> **Selected text**:

Richard Hipp mentions on the SQLite forum that "the shared-cache feature was invented many years ago, for use on SymbianOS phones. [...] But these days, WAL-mode is much preferred, and shared-cache is considered a mistake and a misfeature."[6]
However, there is one situation where the shared cache is necessary. For tests involving multiple connections to an in-memory database in a single process. You have to use the shared cache if you want them to access the same underlying database. This is an example of interaction between orthogonal features.
You can enable the shared cache with the cache=shared
connection parameter:
This mode allows for multiple in-memory databases inside an application by
specifying a file name with the parameter mode=memory
:
The rest of this article deals with concrete databases (on the filesystem), without the need for a shared cache.
§Choose a journal mode
Atomicity guarantees that transactions form a unit of operations that can either succeed or fail as a whole. Another client cannot see the individual statements that compose a transaction. This property implies resilience through recoverability. In the face of errors, crashes, or power losses, the database must be able to rollback partial changes. To this end, SQLite implements two algorithms with different characteristics.

> **Provided material**:
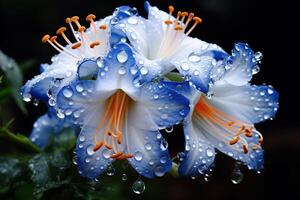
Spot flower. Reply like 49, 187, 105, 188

> **Problem details**: In the SQLite text, what was the shared-cache feature first made for?

> **The result**: For use on SymbianOS phones.